Листинг.
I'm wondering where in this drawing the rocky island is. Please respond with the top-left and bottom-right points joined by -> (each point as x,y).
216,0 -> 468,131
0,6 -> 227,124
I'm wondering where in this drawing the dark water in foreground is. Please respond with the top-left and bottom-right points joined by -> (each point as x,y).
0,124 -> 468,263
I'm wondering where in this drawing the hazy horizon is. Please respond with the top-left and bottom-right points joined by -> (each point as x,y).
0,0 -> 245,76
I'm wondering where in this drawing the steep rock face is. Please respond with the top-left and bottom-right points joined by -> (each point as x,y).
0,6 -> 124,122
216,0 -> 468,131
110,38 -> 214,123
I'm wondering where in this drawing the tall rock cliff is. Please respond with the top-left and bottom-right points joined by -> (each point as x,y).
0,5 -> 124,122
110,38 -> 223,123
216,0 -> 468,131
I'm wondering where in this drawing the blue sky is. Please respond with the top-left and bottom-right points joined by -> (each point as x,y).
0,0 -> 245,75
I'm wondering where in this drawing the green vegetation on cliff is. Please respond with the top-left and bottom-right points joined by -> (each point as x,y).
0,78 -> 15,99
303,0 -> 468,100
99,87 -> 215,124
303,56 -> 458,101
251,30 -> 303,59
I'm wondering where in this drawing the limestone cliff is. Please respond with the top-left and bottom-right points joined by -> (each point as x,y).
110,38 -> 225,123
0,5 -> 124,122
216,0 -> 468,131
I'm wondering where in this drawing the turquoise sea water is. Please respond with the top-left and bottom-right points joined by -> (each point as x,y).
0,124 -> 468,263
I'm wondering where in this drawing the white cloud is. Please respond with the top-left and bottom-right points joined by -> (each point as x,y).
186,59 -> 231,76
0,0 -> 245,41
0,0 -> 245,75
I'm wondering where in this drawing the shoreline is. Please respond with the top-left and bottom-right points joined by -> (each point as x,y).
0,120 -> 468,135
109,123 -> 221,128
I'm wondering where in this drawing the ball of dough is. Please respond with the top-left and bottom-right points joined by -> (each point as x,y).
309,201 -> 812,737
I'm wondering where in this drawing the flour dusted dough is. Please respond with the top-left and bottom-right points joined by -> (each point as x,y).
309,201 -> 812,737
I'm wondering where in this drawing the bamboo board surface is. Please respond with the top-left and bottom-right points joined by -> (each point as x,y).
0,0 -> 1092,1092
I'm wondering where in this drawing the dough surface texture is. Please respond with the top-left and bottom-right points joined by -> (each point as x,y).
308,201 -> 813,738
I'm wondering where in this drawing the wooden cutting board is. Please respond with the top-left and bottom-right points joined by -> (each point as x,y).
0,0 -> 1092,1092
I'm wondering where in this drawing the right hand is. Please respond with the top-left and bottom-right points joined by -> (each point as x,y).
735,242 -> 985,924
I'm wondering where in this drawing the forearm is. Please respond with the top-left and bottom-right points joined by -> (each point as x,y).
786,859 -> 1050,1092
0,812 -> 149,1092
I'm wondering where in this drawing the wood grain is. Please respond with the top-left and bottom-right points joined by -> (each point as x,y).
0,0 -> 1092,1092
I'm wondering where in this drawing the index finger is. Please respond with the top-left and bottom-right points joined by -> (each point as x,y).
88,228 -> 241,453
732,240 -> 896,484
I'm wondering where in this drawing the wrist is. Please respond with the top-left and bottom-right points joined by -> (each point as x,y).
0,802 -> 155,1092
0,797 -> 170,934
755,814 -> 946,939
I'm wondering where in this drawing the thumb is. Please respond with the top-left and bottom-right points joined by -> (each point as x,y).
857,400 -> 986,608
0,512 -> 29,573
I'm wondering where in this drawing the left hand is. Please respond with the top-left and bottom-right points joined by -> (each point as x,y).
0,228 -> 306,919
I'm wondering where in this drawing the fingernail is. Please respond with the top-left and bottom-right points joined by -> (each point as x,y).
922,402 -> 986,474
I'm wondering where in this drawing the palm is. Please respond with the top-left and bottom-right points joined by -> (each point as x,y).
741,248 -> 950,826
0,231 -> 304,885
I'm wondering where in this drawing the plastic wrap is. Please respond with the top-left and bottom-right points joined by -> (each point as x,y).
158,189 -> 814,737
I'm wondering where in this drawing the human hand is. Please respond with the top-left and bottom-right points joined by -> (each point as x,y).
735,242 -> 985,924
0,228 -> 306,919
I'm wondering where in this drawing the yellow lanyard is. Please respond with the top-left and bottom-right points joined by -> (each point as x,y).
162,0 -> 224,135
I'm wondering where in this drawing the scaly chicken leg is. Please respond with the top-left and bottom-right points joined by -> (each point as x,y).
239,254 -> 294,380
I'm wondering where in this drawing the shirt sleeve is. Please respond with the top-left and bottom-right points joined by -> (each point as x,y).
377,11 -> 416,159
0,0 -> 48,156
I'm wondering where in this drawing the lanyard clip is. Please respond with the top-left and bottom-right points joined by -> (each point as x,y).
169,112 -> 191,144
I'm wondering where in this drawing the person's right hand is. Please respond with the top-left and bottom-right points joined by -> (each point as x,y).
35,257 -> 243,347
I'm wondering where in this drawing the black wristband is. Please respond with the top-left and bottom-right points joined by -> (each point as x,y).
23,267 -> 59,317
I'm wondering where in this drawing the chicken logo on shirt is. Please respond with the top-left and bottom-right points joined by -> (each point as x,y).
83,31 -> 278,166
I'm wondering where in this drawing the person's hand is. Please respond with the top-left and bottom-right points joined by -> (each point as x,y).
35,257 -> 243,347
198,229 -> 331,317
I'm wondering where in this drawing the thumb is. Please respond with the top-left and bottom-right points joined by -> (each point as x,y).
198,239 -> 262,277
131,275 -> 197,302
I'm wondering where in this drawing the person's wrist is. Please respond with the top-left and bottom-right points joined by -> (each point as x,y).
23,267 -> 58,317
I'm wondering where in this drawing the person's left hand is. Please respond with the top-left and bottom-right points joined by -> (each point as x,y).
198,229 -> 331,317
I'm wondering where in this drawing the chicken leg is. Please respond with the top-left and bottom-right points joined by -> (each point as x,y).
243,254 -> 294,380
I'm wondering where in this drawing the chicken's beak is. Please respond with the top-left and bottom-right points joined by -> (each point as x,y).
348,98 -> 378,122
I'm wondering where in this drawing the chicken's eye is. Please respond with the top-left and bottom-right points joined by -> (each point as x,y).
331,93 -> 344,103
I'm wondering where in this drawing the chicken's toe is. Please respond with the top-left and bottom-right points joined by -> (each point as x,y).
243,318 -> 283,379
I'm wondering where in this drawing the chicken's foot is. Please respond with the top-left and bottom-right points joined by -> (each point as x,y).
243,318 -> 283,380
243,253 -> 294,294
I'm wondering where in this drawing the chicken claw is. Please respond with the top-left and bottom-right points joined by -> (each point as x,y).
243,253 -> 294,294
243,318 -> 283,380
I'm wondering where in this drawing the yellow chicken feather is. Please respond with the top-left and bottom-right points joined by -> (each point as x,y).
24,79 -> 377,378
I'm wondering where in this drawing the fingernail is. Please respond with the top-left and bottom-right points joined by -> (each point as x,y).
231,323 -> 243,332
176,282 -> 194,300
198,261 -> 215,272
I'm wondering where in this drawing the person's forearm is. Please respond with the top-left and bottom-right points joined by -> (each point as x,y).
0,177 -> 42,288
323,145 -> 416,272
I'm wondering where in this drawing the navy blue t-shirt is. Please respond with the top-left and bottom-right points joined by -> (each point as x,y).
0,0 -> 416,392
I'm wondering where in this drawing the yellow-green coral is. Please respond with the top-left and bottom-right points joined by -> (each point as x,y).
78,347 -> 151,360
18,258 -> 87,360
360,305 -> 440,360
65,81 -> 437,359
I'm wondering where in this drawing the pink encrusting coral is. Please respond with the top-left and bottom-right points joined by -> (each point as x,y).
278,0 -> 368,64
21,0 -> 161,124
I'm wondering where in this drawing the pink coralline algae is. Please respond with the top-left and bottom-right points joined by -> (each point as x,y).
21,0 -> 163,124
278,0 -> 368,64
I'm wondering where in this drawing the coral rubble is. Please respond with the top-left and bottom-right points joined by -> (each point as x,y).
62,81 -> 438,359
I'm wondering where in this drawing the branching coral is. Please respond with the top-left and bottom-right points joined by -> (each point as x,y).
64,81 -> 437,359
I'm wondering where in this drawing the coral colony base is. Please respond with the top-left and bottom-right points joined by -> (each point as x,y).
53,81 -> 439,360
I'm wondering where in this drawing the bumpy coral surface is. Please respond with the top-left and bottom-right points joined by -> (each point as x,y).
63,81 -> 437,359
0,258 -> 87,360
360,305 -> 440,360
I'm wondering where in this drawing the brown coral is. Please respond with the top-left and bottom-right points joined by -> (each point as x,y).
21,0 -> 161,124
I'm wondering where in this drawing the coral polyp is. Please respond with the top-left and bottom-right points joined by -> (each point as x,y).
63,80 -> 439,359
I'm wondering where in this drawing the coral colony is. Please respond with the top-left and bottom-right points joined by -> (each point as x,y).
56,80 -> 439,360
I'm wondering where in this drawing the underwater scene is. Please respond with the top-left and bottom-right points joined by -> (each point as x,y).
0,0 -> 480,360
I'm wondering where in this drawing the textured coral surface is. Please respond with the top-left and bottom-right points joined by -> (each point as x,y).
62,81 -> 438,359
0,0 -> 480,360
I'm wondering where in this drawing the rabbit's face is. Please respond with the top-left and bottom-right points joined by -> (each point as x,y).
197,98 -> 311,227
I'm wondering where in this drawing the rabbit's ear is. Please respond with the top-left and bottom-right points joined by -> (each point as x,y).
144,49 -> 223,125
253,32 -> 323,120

Письменное задание. Перепишите без изменений строки листинга, начиная со строки, где есть «I'm wondering where in this drawing the human», и заканчивая строкой, где есть «162,0 -> 224,135», включая обе эти строки.

Итоговый результат.
I'm wondering where in this drawing the human hand is. Please respond with the top-left and bottom-right points joined by -> (each point as x,y).
735,242 -> 985,924
0,228 -> 306,919
I'm wondering where in this drawing the yellow lanyard is. Please respond with the top-left and bottom-right points joined by -> (each point as x,y).
162,0 -> 224,135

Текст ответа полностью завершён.